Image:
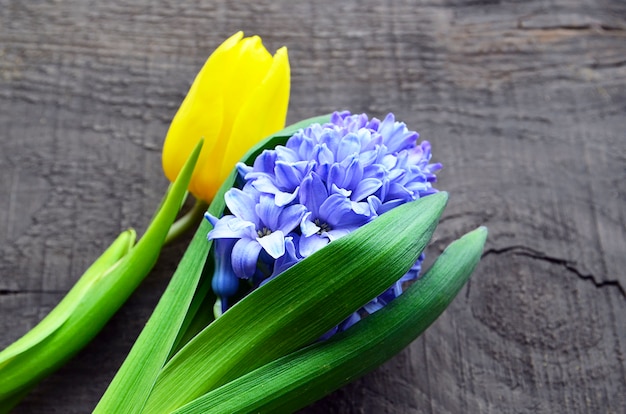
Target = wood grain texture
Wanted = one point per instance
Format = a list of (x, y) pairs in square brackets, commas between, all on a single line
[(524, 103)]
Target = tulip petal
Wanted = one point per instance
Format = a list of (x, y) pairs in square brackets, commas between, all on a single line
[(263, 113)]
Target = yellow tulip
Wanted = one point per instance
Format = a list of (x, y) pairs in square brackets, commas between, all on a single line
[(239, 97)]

++++++++

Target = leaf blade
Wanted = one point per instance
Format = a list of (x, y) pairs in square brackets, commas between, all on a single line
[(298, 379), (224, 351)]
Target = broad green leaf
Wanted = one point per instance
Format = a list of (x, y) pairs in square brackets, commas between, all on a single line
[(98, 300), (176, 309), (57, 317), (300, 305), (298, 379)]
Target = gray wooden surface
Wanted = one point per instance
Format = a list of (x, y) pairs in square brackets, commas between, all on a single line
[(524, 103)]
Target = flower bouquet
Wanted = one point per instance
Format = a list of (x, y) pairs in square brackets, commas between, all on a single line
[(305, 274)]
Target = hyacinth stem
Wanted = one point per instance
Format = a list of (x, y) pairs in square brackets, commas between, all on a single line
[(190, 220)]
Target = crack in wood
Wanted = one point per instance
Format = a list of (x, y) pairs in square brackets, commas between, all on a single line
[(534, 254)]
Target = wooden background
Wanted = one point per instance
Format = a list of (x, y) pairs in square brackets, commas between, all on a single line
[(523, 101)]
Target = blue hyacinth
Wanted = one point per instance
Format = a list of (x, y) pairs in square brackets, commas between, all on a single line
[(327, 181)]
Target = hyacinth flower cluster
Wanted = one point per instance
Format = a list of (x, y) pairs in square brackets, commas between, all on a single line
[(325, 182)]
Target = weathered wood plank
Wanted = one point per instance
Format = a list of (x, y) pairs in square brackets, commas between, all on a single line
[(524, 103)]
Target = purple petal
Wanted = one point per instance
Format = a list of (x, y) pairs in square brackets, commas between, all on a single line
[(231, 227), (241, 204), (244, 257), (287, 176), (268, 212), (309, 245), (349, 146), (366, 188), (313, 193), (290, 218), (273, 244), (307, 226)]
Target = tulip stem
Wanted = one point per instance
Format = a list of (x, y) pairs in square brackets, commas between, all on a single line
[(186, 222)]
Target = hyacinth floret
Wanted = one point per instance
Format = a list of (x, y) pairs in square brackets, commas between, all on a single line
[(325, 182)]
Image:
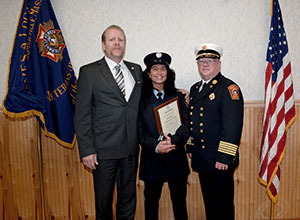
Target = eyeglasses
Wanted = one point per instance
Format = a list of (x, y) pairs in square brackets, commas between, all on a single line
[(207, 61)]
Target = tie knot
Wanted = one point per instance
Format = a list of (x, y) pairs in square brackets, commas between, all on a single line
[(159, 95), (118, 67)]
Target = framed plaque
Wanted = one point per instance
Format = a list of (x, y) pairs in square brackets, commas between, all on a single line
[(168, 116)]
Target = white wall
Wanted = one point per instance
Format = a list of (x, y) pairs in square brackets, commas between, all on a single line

++++++++

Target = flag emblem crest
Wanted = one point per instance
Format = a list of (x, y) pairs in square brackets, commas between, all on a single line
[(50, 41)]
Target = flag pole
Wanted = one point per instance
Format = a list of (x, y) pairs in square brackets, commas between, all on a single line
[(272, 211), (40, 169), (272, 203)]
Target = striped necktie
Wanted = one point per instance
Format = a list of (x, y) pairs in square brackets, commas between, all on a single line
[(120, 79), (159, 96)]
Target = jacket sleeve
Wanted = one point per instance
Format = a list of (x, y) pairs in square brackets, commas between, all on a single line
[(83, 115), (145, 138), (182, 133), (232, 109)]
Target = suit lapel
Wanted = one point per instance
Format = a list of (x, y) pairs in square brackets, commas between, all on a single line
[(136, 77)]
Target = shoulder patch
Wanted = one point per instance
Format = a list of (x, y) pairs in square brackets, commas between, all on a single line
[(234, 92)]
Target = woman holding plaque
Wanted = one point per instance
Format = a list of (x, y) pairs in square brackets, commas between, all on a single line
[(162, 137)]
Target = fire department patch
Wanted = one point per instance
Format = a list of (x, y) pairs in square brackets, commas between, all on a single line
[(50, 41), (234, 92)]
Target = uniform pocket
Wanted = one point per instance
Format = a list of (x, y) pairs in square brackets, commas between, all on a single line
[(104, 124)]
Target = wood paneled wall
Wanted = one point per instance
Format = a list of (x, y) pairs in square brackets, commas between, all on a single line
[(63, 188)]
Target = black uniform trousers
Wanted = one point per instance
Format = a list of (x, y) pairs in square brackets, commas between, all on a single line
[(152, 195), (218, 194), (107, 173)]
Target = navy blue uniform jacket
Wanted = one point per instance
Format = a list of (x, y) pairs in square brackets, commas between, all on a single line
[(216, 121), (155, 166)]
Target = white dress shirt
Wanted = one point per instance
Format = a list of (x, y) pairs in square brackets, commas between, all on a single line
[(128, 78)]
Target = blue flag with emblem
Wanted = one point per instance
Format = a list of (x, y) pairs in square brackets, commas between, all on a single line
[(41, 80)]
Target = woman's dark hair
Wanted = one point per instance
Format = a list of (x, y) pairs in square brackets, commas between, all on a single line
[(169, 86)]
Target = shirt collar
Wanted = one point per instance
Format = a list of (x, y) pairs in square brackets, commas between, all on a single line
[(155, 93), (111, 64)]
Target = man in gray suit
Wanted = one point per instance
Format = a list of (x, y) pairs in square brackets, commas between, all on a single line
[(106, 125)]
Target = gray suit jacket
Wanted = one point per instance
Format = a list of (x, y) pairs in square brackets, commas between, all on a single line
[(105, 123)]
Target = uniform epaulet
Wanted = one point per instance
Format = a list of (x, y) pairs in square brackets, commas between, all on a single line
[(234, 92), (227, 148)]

++++++++

• QUÉ SE PIDE: Devuelve cada línea de los registros de arriba que contenga la palabra "patch", copiada sin cambios y en el mismo orden.

• RESPUESTA DEL EJERCICIO:
Target = shoulder patch
Target = fire department patch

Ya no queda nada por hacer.